— WHAT TO WORK ON —
Quote, word for word, only the lines running from the line with "point: background field" through the end of the listing. Leave out the pictures.
## Begin
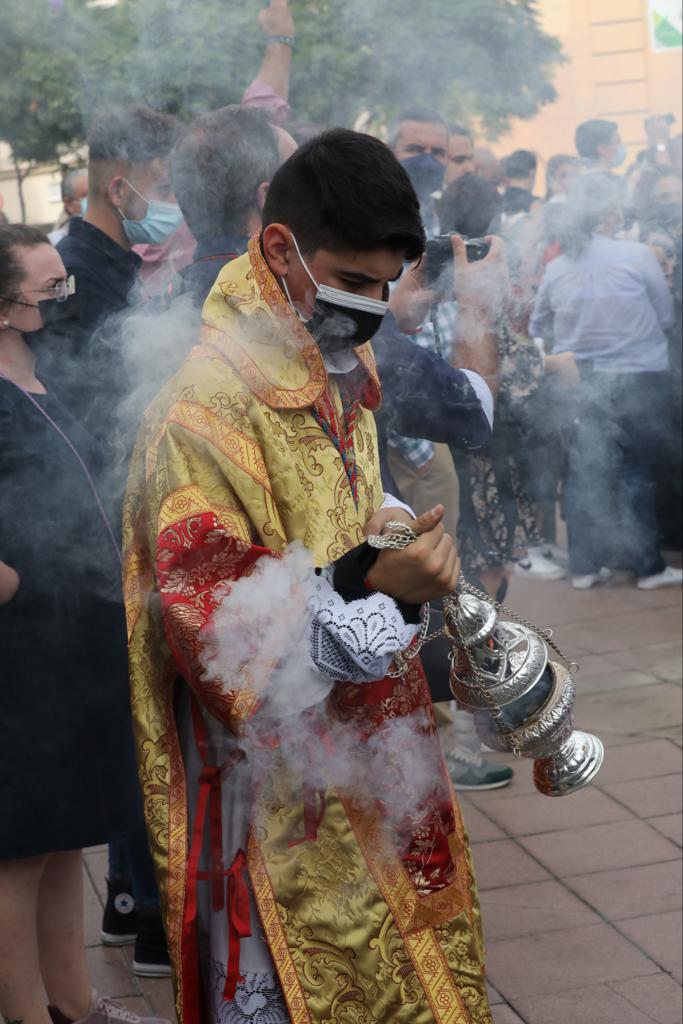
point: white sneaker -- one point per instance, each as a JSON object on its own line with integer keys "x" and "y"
{"x": 591, "y": 580}
{"x": 668, "y": 578}
{"x": 535, "y": 566}
{"x": 552, "y": 551}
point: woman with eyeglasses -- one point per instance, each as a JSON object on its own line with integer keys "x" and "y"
{"x": 67, "y": 767}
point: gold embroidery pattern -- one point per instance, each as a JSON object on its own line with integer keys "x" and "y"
{"x": 274, "y": 933}
{"x": 240, "y": 449}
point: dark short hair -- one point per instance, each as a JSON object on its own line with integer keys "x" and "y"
{"x": 423, "y": 115}
{"x": 469, "y": 205}
{"x": 217, "y": 165}
{"x": 461, "y": 130}
{"x": 13, "y": 237}
{"x": 591, "y": 134}
{"x": 519, "y": 164}
{"x": 346, "y": 190}
{"x": 69, "y": 179}
{"x": 131, "y": 134}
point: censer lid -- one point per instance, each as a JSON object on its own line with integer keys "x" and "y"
{"x": 475, "y": 619}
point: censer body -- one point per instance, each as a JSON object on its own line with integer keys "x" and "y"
{"x": 500, "y": 671}
{"x": 521, "y": 700}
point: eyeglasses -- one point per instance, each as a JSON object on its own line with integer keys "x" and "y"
{"x": 60, "y": 290}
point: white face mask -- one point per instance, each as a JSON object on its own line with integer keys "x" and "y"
{"x": 340, "y": 320}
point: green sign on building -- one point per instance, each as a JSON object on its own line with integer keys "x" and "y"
{"x": 666, "y": 25}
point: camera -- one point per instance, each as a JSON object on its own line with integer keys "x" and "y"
{"x": 438, "y": 255}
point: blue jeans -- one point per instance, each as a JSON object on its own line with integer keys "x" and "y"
{"x": 610, "y": 501}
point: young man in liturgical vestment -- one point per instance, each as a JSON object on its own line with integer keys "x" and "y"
{"x": 311, "y": 856}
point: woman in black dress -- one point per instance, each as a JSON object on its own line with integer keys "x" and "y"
{"x": 67, "y": 765}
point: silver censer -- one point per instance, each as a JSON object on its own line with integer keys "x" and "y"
{"x": 521, "y": 700}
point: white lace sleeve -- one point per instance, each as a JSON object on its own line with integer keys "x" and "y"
{"x": 355, "y": 641}
{"x": 289, "y": 623}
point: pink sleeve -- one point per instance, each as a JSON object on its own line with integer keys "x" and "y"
{"x": 261, "y": 94}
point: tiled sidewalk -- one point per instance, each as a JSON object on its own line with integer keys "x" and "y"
{"x": 581, "y": 895}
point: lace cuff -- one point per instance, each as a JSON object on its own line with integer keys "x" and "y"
{"x": 356, "y": 641}
{"x": 394, "y": 503}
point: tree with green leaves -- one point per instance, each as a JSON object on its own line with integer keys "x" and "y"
{"x": 481, "y": 61}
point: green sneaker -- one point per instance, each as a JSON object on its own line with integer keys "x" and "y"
{"x": 471, "y": 771}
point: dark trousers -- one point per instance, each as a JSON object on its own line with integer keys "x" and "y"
{"x": 610, "y": 497}
{"x": 130, "y": 860}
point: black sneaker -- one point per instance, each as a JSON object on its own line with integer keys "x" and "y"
{"x": 471, "y": 771}
{"x": 151, "y": 958}
{"x": 120, "y": 919}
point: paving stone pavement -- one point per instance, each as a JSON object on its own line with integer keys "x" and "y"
{"x": 581, "y": 895}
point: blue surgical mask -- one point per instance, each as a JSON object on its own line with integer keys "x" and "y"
{"x": 619, "y": 156}
{"x": 426, "y": 174}
{"x": 160, "y": 222}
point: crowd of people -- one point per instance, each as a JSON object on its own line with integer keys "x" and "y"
{"x": 525, "y": 372}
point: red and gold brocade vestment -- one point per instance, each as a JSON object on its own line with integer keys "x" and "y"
{"x": 232, "y": 465}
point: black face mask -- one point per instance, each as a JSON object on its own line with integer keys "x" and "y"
{"x": 340, "y": 320}
{"x": 59, "y": 320}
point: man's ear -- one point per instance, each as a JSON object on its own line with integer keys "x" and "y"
{"x": 275, "y": 241}
{"x": 116, "y": 190}
{"x": 261, "y": 193}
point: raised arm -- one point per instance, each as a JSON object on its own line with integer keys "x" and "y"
{"x": 270, "y": 87}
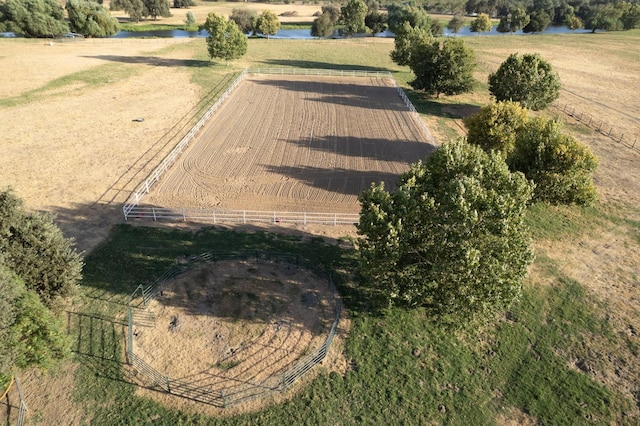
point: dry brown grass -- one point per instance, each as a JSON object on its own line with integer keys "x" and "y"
{"x": 64, "y": 149}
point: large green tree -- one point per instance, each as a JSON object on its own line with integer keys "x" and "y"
{"x": 36, "y": 251}
{"x": 561, "y": 167}
{"x": 496, "y": 126}
{"x": 451, "y": 238}
{"x": 406, "y": 41}
{"x": 605, "y": 17}
{"x": 539, "y": 20}
{"x": 481, "y": 24}
{"x": 515, "y": 20}
{"x": 325, "y": 24}
{"x": 33, "y": 18}
{"x": 442, "y": 67}
{"x": 139, "y": 9}
{"x": 244, "y": 18}
{"x": 90, "y": 19}
{"x": 134, "y": 8}
{"x": 267, "y": 23}
{"x": 415, "y": 16}
{"x": 527, "y": 79}
{"x": 31, "y": 335}
{"x": 225, "y": 40}
{"x": 352, "y": 17}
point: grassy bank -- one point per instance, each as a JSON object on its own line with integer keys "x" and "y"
{"x": 561, "y": 355}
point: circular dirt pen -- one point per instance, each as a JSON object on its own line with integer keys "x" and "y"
{"x": 232, "y": 328}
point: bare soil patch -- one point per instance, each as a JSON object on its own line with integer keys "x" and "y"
{"x": 236, "y": 325}
{"x": 296, "y": 143}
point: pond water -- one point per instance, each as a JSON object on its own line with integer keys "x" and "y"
{"x": 306, "y": 33}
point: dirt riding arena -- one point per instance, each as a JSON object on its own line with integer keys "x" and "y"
{"x": 296, "y": 143}
{"x": 236, "y": 326}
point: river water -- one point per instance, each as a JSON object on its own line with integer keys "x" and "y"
{"x": 306, "y": 33}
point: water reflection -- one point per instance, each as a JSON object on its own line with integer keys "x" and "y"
{"x": 306, "y": 33}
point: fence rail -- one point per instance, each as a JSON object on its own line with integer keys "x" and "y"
{"x": 599, "y": 126}
{"x": 132, "y": 208}
{"x": 239, "y": 216}
{"x": 245, "y": 390}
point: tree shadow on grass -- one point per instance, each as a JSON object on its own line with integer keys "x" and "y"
{"x": 291, "y": 63}
{"x": 153, "y": 60}
{"x": 429, "y": 105}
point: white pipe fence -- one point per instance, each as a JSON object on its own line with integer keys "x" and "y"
{"x": 239, "y": 216}
{"x": 132, "y": 208}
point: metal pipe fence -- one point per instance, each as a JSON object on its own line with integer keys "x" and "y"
{"x": 239, "y": 216}
{"x": 241, "y": 390}
{"x": 133, "y": 209}
{"x": 599, "y": 126}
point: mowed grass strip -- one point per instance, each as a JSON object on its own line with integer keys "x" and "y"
{"x": 403, "y": 368}
{"x": 538, "y": 364}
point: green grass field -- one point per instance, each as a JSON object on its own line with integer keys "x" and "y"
{"x": 535, "y": 365}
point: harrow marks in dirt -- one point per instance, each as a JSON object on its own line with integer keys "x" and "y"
{"x": 288, "y": 143}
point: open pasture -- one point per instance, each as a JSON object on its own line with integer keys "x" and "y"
{"x": 296, "y": 143}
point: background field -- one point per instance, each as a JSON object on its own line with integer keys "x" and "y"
{"x": 569, "y": 350}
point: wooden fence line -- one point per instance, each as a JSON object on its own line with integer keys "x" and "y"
{"x": 599, "y": 126}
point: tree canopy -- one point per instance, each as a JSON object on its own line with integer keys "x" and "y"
{"x": 527, "y": 79}
{"x": 352, "y": 17}
{"x": 324, "y": 25}
{"x": 442, "y": 67}
{"x": 225, "y": 40}
{"x": 496, "y": 125}
{"x": 514, "y": 21}
{"x": 33, "y": 18}
{"x": 451, "y": 238}
{"x": 37, "y": 266}
{"x": 36, "y": 251}
{"x": 90, "y": 19}
{"x": 481, "y": 24}
{"x": 561, "y": 167}
{"x": 139, "y": 9}
{"x": 407, "y": 41}
{"x": 267, "y": 23}
{"x": 244, "y": 18}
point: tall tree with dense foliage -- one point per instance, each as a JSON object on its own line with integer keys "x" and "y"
{"x": 36, "y": 251}
{"x": 415, "y": 16}
{"x": 352, "y": 17}
{"x": 515, "y": 20}
{"x": 527, "y": 79}
{"x": 605, "y": 17}
{"x": 90, "y": 19}
{"x": 482, "y": 24}
{"x": 33, "y": 18}
{"x": 406, "y": 41}
{"x": 539, "y": 20}
{"x": 561, "y": 167}
{"x": 324, "y": 25}
{"x": 442, "y": 67}
{"x": 375, "y": 21}
{"x": 155, "y": 8}
{"x": 139, "y": 9}
{"x": 225, "y": 40}
{"x": 31, "y": 335}
{"x": 267, "y": 23}
{"x": 134, "y": 8}
{"x": 451, "y": 238}
{"x": 496, "y": 126}
{"x": 244, "y": 18}
{"x": 455, "y": 24}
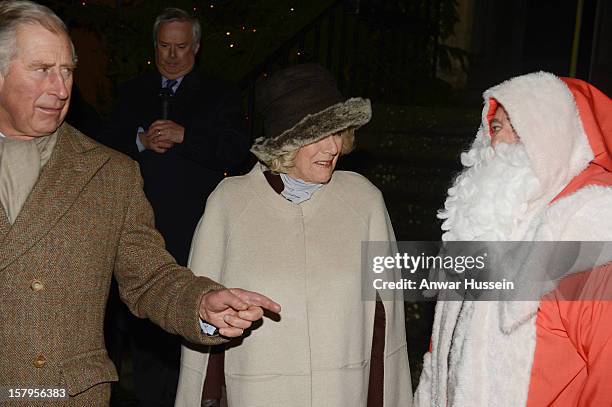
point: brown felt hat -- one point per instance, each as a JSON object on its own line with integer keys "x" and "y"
{"x": 302, "y": 105}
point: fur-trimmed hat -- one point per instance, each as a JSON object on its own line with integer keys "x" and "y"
{"x": 302, "y": 105}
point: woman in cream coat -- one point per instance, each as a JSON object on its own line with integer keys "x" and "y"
{"x": 291, "y": 229}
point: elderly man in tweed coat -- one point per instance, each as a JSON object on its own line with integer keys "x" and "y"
{"x": 73, "y": 212}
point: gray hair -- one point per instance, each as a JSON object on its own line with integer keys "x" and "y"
{"x": 14, "y": 13}
{"x": 171, "y": 14}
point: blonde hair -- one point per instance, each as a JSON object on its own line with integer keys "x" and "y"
## End
— THE RESPONSE —
point: background field -- one point per instance, each as a JSON object on its own line with integer keys "x" and "y"
{"x": 569, "y": 350}
point: wooden fence line -- one point per instance, each as a JSON object on its own line with integer keys "x" and "y"
{"x": 599, "y": 126}
point: tree canopy -- one point per instance, each as a JSON object on its own line with integer keys "x" and "y"
{"x": 527, "y": 79}
{"x": 352, "y": 17}
{"x": 324, "y": 25}
{"x": 442, "y": 67}
{"x": 225, "y": 40}
{"x": 496, "y": 125}
{"x": 514, "y": 21}
{"x": 33, "y": 18}
{"x": 451, "y": 238}
{"x": 37, "y": 266}
{"x": 36, "y": 251}
{"x": 90, "y": 19}
{"x": 481, "y": 24}
{"x": 561, "y": 167}
{"x": 139, "y": 9}
{"x": 407, "y": 41}
{"x": 267, "y": 23}
{"x": 244, "y": 18}
point: tall tree with dense foliage -- one point per instance, each as a JSON object on its own line with integer keys "x" and "y"
{"x": 36, "y": 251}
{"x": 415, "y": 16}
{"x": 352, "y": 17}
{"x": 515, "y": 20}
{"x": 527, "y": 79}
{"x": 605, "y": 17}
{"x": 90, "y": 19}
{"x": 482, "y": 24}
{"x": 33, "y": 18}
{"x": 406, "y": 41}
{"x": 539, "y": 20}
{"x": 561, "y": 167}
{"x": 324, "y": 25}
{"x": 442, "y": 67}
{"x": 375, "y": 21}
{"x": 155, "y": 8}
{"x": 139, "y": 9}
{"x": 225, "y": 40}
{"x": 31, "y": 335}
{"x": 267, "y": 23}
{"x": 134, "y": 8}
{"x": 451, "y": 238}
{"x": 496, "y": 126}
{"x": 244, "y": 18}
{"x": 455, "y": 24}
point: brown felt hat -- one point per instance, each as a JSON object on its own line with integer keys "x" and "y"
{"x": 302, "y": 105}
point: fur-trimmed hat -- one point per instance, each as a JSON object on its own line with integer keys "x" and "y"
{"x": 302, "y": 105}
point: woman in cream coat -- one point per instance, each as a JSON object on its own line with integer keys "x" and "y"
{"x": 291, "y": 229}
point: elderly man in tweed coat -- one point per instance, each as a JSON object on its own line with integer keys "x" and "y"
{"x": 73, "y": 212}
point: gray hair -- one point per instance, each as a JSON object on its own line with integer keys "x" and "y"
{"x": 14, "y": 13}
{"x": 171, "y": 14}
point: blonde hair -- one point per instance, each as a JSON object on its own line with integer keys "x" and "y"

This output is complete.